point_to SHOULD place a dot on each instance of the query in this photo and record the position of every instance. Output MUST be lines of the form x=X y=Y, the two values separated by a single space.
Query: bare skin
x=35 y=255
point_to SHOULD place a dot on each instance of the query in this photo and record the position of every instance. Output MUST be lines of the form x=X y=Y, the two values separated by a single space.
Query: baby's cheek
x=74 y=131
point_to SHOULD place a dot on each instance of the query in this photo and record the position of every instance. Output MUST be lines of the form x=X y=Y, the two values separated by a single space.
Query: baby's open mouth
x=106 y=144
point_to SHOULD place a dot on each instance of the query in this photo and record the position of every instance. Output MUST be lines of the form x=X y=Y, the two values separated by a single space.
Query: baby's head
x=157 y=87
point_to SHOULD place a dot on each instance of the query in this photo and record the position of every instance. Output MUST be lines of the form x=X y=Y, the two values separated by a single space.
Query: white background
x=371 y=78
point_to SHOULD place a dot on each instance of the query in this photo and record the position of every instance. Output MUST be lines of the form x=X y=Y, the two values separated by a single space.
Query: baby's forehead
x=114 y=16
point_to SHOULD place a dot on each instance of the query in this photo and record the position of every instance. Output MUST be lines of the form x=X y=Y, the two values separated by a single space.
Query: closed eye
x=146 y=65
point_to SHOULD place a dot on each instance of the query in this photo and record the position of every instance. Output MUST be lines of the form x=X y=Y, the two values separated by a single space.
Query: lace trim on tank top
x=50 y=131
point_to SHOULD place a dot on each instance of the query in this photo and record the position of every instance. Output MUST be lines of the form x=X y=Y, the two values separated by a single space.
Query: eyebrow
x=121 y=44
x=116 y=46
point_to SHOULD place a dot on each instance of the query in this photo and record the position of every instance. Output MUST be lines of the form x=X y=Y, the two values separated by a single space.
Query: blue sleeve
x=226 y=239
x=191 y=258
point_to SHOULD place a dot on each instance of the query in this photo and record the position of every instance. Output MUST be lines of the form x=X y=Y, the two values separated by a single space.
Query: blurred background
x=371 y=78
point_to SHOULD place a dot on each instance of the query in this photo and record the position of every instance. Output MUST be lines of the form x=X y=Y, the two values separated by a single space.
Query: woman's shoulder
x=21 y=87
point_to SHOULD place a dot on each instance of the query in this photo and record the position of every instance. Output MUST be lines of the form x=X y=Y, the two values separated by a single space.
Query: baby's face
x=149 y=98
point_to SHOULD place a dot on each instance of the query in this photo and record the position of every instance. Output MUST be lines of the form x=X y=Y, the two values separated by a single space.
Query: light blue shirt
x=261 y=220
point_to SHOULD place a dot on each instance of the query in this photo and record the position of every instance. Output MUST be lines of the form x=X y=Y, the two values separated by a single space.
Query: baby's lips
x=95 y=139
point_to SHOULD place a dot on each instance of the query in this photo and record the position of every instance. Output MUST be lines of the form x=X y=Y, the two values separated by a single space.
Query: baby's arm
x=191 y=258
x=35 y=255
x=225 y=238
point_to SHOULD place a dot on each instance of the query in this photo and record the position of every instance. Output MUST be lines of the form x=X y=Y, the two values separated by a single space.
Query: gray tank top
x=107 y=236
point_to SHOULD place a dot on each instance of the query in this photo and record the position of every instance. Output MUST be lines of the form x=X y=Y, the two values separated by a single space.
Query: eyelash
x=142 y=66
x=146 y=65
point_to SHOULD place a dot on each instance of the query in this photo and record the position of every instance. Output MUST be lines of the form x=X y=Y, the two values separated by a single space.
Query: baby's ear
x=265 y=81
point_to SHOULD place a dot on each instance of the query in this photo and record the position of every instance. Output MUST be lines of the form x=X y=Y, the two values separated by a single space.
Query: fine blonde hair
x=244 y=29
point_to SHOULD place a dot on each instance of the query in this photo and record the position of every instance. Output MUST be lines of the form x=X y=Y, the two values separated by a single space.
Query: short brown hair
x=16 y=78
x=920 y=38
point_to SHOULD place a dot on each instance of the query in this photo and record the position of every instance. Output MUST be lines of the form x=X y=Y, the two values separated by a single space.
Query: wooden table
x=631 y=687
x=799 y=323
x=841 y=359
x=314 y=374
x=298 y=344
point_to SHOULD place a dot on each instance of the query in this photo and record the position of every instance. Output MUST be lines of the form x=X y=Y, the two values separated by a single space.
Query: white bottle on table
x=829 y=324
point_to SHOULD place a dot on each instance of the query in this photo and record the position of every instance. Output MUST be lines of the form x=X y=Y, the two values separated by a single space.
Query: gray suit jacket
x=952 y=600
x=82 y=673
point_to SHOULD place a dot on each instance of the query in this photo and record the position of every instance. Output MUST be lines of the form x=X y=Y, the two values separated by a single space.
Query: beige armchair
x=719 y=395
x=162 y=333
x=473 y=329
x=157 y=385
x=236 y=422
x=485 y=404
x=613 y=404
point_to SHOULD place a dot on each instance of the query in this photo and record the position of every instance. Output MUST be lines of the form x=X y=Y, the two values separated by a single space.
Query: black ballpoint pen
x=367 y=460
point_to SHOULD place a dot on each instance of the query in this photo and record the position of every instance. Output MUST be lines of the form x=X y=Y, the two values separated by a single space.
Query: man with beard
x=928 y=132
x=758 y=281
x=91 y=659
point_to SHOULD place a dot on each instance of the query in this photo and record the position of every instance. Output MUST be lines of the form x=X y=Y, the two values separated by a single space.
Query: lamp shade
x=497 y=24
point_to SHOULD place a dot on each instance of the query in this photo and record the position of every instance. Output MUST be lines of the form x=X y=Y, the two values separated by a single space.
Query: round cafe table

______________________________

[Task details] Exactly as they appear above, print all the entries.

[Reply]
point_to SHOULD place a dot on each instance of the query in this photo and record the position of every instance. Output MUST be lines of the form x=X y=Y, the two values separated by a single space.
Query: bare skin
x=35 y=255
point_to SHOULD place a dot on each instance of the query in this photo and record the position of every instance. Output MUST be lines of the form x=X y=Y, the two values separated by a single space.
Query: baby's cheek
x=74 y=131
point_to SHOULD place a dot on each instance of the query in this photo and record the position of every instance. Output MUST be lines of the form x=X y=Y, the two values separated by a single space.
Query: baby's open mouth
x=106 y=144
point_to SHOULD place a dot on each instance of the query in this photo and record the position of every instance. Output MUST be lines of the form x=X y=Y, the two values separated by a single space.
Query: baby's head
x=157 y=87
point_to SHOULD place a dot on each instance of the query in this photo and record the position of every instance. Output MUST be lines of the form x=X y=Y, the two values separated by a single space.
Query: white background
x=371 y=78
point_to SHOULD place a dot on each instance of the query in this photo and record the position of every instance. Output MUST be lines of the form x=X y=Y, the two values separated by a single space.
Query: baby's forehead
x=114 y=16
point_to SHOULD place a dot on each instance of the query in this photo and record the position of every instance. Output MUST be lines of the form x=X y=Y, the two values separated by a single space.
Query: closed eye
x=146 y=65
point_to SHOULD place a dot on each instance of the query in this photo and record the position of every instance. Output MUST be lines of the form x=X y=Y, the two values separated by a single space.
Query: lace trim on tank top
x=50 y=131
point_to SHOULD place a dot on each instance of the query in this photo and record the position of every instance. Output MUST be lines of the form x=X y=Y, the two values separated by a single space.
Query: eyebrow
x=121 y=44
x=116 y=46
point_to SHOULD place a dot on each instance of the query in this photo and record the position of every instance. Output MUST be lines of the form x=X y=Y, the two values separated by a single space.
Query: blue sleeve
x=226 y=239
x=191 y=258
point_to SHOULD place a dot on each instance of the query in this photo and record the position of every instance. Output MUST be lines of the form x=X y=Y, the two values separated by a single space.
Query: blurred background
x=371 y=78
point_to SHOULD place a dot on each instance of the query in this photo and record the position of every instance. Output MUST be lines of the form x=X y=Y, the two values separated by a single space.
Query: woman's shoulder
x=21 y=87
point_to SHOULD place a dot on each instance of the query in this photo and record the position of every instance. Output MUST be lines of the form x=X y=Y, the two values separated by a single space.
Query: baby's face
x=149 y=98
point_to SHOULD place a dot on each instance of the query in this photo and record the position of every instance. Output MUST be lines of the form x=X y=Y, the two values separated by a single space.
Query: light blue shirt
x=261 y=220
point_to SHOULD place a dot on each instance of the query in this photo and record the position of every instance. Output MUST be lines of the form x=X y=Y, the two values separated by a single space.
Query: baby's lips
x=95 y=139
point_to SHOULD place a dot on each instance of the query in this photo and record the position of every instance. Output MUST be lines of the form x=X y=Y, the two values separated by a single space.
Query: baby's arm
x=191 y=258
x=35 y=255
x=225 y=238
point_to SHOULD place a dot on each instance of the query in this photo and record the position of every instance. Output MUST be lines of the form x=X y=Y, the two values separated by a single space.
Query: gray tank top
x=107 y=236
point_to SHOULD place a dot on each instance of the query in this photo and record the position of every instance. Output MUST be lines of the form x=X y=Y, the two values separated by a single space.
Query: eyelash
x=142 y=66
x=146 y=65
point_to SHOULD place a dot on each instance of the query in this photo and record the position of every instance. Output MUST be lines of the form x=X y=Y, the two values separated by a single space.
Query: baby's ear
x=265 y=81
point_to SHOULD place a dot on each instance of the query in this photo and record the position of every instance. Output MUST be lines of the form x=X y=Y, the two values separated by a single space.
Query: fine blonde hair
x=244 y=29
point_to SHOULD place a dot on each instance of the query in this photo and record the position of every instance. Output MUST be lines of the form x=X y=Y, the two values separated by a single space.
Query: short brown hair
x=16 y=78
x=920 y=38
point_to SHOULD place a dot on each instance of the query in this photo and record the position of every instance. Output MUST be lines of the form x=X y=Y, the two values separated by a single space.
Query: wooden table
x=631 y=687
x=799 y=323
x=841 y=359
x=314 y=374
x=298 y=344
point_to SHOULD place a dot on each instance of the query in this photo and record the position of every instance. Output MUST be lines of the form x=X y=Y, the two values separated by a single space.
Query: white bottle on table
x=829 y=324
point_to SHOULD place a dot on each instance of the query in this photo and record the position of every instance. Output MUST be lines of the form x=X y=Y, the two values separated by a single space.
Query: gray suit jacket
x=952 y=600
x=82 y=673
point_to SHOULD place a dot on each instance of the query in this photo and record the position of every instance. Output MUST be lines of the form x=X y=Y, the two values separated by a single space.
Query: beige armchair
x=719 y=395
x=162 y=333
x=473 y=329
x=157 y=385
x=236 y=422
x=485 y=404
x=613 y=404
point_to SHOULD place a dot on each instance of the query in this photo and record the position of every instance. Output MUST be lines of the form x=X y=Y, the two values separated by a single space.
Query: black ballpoint pen
x=367 y=460
point_to SHOULD place a dot on each instance of the query in this photo and record the position of every instance. Output MUST be lines of the form x=X y=Y, the two values separated by a single space.
Query: man with beard
x=928 y=132
x=758 y=281
x=91 y=659
point_to SHOULD place a dot on each instance of the query in this photo and record the position of every instance. Output MUST be lines of the form x=X y=Y, the two values separated by a single space.
Query: lamp shade
x=497 y=24
point_to SHOULD place a dot on each instance of the query in this photo and record the position of every instance. Output MUST be lines of the form x=X y=Y, the two values separated by a single space.
Query: round cafe table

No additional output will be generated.